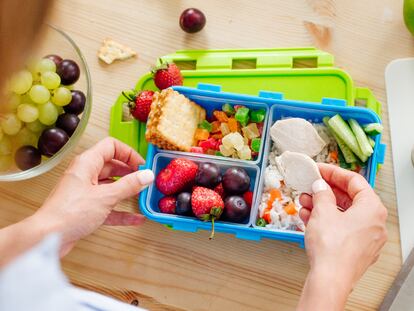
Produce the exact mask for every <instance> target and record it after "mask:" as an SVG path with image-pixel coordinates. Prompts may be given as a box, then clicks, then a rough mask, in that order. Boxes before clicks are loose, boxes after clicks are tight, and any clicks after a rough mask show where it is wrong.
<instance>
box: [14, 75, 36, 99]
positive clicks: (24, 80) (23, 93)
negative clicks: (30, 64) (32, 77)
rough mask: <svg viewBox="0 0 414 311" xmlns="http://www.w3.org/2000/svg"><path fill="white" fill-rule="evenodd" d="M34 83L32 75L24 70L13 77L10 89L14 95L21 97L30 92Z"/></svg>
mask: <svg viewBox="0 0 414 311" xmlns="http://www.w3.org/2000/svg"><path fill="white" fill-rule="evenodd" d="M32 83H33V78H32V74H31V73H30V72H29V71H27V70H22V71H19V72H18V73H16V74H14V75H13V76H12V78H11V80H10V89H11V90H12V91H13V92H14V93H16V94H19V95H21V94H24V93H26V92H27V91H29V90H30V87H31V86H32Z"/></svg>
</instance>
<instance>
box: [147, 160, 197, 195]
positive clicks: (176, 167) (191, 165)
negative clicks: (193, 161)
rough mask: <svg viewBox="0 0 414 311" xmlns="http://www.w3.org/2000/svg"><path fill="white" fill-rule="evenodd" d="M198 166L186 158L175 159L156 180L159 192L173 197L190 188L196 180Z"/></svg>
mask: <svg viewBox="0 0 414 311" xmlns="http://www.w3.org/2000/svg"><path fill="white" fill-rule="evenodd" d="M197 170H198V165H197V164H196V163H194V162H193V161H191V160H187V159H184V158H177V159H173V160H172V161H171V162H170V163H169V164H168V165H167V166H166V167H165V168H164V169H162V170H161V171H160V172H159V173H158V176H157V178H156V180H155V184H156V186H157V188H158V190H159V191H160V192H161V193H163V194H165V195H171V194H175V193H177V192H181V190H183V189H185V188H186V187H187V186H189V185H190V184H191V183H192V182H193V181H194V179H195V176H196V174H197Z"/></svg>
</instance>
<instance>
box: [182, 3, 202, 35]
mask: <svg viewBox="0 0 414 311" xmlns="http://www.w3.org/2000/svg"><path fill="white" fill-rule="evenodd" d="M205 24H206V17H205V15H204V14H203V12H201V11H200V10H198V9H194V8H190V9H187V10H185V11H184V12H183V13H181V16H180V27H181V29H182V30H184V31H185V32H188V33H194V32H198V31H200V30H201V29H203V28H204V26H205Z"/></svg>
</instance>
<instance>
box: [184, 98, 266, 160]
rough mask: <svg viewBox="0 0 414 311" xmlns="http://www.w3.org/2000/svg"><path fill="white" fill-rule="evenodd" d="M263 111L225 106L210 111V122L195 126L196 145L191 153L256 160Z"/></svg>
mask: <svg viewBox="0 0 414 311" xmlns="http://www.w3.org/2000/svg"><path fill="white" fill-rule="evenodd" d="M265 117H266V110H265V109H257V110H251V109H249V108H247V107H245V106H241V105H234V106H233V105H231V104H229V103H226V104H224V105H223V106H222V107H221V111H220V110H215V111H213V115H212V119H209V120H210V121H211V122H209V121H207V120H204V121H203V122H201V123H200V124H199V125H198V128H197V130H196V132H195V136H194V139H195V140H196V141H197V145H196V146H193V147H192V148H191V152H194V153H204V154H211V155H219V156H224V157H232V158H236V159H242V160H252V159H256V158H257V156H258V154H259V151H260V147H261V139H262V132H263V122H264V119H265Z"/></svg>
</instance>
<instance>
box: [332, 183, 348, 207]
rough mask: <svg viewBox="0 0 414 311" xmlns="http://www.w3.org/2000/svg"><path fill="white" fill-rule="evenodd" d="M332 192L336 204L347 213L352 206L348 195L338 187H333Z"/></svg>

• • • • • • •

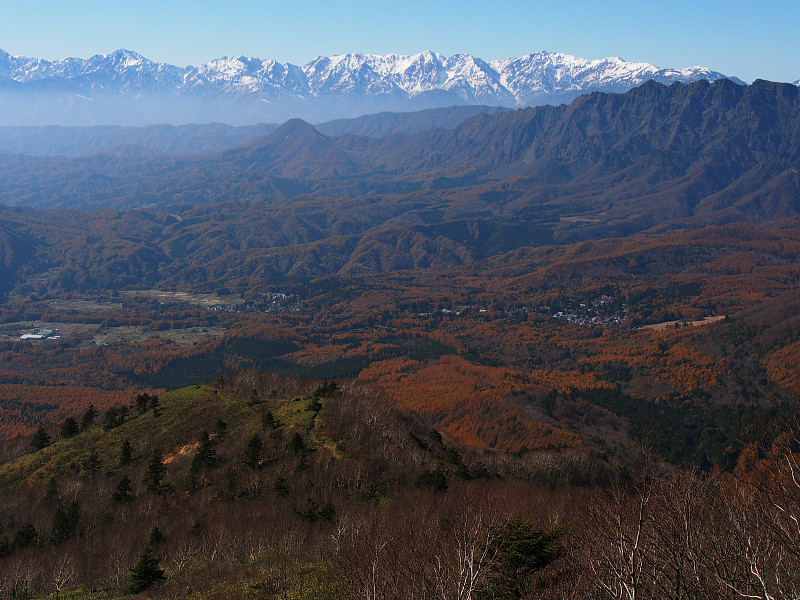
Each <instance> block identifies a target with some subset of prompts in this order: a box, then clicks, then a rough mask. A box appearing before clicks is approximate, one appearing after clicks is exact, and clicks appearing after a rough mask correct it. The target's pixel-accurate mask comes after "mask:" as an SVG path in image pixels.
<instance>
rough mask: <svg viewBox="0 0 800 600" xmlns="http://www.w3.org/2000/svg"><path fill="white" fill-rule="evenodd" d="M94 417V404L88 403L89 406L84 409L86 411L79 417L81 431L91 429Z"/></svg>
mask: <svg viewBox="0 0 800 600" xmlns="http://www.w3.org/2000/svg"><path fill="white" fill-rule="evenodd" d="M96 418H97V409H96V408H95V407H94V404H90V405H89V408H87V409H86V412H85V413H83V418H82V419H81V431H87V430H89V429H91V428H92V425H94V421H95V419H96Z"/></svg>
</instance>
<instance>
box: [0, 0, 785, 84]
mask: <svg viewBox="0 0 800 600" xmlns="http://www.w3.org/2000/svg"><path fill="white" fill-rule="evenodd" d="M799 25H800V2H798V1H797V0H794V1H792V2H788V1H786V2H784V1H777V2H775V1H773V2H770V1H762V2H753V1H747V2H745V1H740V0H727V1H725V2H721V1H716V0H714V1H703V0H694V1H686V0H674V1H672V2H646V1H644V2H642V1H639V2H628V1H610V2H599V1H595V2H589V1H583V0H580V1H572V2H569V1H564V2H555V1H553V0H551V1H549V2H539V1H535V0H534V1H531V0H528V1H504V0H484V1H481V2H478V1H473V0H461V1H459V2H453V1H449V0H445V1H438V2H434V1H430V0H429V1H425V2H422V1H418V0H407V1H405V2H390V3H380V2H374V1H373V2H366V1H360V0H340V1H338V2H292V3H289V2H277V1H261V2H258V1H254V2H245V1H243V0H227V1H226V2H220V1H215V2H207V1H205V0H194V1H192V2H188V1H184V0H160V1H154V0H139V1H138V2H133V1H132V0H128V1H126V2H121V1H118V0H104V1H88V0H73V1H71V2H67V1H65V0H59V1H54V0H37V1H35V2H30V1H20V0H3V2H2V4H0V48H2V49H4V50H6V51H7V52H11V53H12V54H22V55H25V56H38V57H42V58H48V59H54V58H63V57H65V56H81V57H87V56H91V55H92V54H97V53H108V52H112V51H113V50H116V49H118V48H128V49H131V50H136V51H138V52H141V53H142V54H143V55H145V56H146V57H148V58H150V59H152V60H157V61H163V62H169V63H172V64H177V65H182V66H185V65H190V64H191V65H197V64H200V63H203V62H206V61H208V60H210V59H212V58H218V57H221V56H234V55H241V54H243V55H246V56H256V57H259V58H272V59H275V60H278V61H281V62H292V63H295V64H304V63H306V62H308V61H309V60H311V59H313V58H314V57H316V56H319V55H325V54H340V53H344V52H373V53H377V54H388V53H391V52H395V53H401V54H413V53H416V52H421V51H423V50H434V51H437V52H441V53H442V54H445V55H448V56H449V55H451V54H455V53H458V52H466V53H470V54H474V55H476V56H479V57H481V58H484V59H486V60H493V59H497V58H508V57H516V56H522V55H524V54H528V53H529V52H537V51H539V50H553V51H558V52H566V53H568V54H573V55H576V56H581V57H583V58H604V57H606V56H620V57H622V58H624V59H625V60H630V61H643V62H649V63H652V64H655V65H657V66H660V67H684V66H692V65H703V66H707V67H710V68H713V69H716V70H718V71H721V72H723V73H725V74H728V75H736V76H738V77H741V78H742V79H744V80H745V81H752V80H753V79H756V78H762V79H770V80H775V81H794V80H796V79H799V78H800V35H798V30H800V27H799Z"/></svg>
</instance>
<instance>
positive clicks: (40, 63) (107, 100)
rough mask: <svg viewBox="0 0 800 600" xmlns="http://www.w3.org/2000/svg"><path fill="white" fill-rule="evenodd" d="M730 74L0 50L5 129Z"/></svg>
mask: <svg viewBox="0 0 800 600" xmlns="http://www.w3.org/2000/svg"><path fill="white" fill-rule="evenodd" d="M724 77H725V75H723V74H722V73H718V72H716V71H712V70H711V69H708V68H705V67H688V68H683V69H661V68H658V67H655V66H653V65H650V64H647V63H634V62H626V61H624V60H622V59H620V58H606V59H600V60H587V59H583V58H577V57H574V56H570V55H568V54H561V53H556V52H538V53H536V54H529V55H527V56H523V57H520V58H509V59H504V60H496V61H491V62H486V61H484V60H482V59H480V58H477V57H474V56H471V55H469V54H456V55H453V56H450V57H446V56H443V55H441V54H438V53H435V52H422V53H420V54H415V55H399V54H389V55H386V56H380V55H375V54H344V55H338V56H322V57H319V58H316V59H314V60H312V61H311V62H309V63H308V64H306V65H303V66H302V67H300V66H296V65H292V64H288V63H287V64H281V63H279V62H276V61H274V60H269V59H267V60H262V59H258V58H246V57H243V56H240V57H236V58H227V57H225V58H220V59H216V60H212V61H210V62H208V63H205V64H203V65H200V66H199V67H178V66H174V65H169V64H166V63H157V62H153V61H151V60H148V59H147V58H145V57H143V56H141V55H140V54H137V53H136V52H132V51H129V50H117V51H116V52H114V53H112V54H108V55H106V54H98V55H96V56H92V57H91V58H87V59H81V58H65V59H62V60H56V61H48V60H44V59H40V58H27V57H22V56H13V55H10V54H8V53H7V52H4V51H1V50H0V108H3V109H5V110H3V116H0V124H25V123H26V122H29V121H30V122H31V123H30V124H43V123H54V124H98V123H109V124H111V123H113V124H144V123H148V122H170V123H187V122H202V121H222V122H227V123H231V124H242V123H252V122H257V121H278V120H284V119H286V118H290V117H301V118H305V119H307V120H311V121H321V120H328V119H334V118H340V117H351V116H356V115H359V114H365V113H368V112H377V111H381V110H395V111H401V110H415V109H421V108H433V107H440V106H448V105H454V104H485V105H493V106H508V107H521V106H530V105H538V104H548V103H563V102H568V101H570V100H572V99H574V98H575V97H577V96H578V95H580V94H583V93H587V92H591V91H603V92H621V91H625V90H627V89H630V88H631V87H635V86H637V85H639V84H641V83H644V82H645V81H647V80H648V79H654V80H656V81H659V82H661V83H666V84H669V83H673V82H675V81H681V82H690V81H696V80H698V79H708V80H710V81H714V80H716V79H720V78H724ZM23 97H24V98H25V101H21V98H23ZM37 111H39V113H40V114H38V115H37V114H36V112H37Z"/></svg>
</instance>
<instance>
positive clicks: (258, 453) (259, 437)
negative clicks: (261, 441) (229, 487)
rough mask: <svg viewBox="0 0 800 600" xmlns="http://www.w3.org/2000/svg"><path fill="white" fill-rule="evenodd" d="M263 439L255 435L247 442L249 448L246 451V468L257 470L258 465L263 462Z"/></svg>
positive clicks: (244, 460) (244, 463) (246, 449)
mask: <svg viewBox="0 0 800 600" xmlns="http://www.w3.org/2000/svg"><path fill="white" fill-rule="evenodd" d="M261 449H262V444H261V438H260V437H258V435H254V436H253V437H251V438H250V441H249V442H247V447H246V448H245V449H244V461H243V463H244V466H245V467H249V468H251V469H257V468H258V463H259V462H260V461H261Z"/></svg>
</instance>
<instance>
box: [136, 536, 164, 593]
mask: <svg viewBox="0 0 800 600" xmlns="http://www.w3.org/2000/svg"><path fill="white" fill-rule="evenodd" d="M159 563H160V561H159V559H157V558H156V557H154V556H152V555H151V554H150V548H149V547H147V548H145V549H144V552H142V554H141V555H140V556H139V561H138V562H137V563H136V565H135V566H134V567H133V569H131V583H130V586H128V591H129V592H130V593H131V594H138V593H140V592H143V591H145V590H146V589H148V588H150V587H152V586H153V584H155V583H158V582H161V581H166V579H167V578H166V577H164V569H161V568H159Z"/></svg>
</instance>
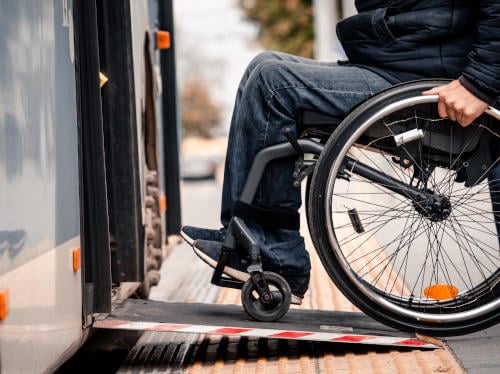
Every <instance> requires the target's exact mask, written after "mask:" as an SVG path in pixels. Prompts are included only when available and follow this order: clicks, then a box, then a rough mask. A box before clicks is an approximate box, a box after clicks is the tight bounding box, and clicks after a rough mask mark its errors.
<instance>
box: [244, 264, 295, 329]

• • • • • • •

■ **What needs to be done**:
State how many lines in the records above contain the word "this", giving the number alone.

■ **Solution below**:
2